[Saved data entries]
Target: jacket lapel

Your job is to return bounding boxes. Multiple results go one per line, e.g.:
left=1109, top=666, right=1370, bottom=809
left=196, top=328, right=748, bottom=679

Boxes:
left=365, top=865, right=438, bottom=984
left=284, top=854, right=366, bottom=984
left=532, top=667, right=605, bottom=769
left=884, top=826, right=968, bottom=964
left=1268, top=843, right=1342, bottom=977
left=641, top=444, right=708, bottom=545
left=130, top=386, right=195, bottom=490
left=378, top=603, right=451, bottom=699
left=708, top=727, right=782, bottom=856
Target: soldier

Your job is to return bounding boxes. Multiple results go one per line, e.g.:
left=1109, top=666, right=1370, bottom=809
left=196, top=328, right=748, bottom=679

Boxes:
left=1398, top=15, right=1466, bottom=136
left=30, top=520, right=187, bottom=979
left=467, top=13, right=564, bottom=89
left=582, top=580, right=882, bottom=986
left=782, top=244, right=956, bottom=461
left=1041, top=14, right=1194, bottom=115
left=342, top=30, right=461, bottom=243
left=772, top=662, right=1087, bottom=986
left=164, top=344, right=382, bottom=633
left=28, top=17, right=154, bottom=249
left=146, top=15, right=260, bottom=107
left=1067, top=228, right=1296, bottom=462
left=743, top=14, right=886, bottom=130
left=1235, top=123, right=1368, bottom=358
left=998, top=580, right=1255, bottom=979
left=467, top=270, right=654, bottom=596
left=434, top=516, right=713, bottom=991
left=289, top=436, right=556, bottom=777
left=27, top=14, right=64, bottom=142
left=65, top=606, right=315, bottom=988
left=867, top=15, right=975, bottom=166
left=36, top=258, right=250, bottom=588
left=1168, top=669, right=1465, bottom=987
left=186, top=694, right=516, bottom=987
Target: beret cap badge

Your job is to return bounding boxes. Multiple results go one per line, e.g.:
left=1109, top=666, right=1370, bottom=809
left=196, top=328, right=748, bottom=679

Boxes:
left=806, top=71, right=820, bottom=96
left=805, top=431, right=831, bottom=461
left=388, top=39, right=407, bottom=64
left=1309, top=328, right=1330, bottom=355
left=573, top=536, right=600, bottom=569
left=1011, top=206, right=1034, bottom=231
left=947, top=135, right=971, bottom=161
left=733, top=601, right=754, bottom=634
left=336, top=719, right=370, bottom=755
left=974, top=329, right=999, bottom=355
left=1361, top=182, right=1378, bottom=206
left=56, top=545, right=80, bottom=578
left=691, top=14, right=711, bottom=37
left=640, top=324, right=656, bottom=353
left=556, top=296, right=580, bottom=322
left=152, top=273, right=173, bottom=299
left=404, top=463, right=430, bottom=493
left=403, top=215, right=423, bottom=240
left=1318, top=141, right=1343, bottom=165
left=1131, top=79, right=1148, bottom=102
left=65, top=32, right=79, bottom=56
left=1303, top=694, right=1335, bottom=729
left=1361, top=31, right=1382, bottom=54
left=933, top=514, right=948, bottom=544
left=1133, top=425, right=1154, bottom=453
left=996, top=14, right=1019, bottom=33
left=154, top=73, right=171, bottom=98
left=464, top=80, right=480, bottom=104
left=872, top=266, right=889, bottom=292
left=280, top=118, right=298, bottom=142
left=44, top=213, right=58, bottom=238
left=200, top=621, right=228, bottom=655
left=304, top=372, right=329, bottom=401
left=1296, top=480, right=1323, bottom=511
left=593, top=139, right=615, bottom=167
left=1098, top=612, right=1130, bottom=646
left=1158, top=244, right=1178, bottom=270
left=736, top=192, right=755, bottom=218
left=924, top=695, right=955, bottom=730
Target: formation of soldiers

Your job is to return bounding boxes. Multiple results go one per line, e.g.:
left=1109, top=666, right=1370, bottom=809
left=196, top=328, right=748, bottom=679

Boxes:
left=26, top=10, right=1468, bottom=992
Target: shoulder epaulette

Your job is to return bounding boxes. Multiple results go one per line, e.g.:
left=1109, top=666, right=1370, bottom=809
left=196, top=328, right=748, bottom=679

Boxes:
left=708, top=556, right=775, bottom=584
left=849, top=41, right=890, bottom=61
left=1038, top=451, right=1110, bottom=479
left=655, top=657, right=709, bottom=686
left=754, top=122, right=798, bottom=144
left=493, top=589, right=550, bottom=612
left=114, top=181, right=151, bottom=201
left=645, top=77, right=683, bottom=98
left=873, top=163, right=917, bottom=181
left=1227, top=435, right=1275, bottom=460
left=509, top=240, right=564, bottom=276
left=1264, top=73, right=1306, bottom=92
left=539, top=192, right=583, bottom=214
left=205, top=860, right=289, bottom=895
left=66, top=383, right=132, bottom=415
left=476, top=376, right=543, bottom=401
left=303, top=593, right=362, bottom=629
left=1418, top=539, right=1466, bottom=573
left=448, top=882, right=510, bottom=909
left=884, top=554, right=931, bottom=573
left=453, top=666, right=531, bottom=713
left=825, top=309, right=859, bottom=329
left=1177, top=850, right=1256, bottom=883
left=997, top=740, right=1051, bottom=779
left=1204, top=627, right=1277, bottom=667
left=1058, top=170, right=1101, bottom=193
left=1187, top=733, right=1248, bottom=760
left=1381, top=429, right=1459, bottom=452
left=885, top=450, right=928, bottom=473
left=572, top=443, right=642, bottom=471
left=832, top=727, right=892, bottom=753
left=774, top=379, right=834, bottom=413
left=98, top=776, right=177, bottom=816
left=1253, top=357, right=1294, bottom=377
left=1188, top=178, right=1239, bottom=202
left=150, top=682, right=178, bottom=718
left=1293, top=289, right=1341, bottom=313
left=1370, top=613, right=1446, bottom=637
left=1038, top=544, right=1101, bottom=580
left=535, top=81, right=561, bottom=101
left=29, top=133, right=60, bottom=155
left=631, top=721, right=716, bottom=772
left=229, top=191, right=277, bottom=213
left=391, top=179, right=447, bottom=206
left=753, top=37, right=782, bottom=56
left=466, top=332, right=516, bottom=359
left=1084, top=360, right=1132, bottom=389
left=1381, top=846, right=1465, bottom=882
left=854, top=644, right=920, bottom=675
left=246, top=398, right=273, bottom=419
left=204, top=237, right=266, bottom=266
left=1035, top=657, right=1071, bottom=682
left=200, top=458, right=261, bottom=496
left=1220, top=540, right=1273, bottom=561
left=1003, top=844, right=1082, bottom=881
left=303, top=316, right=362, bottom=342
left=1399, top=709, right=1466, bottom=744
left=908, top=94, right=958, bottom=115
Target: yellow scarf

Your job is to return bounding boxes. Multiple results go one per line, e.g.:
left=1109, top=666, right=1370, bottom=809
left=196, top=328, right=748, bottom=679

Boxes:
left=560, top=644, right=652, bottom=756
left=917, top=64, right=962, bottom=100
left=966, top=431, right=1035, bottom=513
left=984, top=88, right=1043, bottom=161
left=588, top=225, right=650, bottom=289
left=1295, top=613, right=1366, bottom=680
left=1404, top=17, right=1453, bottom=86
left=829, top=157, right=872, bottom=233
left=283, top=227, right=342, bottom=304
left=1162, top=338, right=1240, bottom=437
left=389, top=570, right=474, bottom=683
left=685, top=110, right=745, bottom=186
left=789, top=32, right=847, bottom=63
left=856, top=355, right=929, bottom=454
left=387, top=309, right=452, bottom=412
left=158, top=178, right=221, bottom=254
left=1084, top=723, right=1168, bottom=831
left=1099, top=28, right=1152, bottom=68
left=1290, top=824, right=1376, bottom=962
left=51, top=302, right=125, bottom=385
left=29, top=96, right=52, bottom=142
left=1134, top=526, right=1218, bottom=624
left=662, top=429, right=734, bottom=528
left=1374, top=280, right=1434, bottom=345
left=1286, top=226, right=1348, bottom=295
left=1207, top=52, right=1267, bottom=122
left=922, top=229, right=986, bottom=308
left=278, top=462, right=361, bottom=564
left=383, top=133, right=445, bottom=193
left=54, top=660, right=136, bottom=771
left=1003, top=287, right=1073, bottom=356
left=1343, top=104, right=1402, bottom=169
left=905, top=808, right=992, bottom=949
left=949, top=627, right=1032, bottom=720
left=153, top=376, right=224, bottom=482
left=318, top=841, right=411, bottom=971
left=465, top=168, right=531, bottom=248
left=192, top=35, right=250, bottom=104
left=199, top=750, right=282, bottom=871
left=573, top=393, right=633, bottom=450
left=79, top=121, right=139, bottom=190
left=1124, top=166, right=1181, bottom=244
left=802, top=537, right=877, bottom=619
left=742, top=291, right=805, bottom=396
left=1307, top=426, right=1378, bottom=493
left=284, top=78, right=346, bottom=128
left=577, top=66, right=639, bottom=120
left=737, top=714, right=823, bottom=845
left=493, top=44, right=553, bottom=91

INSTRUCTIONS FOR THE TASK.
Copy each line containing the word "Target" from the data.

RESPONSE.
Target: jacket lapel
Target: soldier
Target: beret cap badge
Target: formation of soldiers
Target: shoulder epaulette
Target: yellow scarf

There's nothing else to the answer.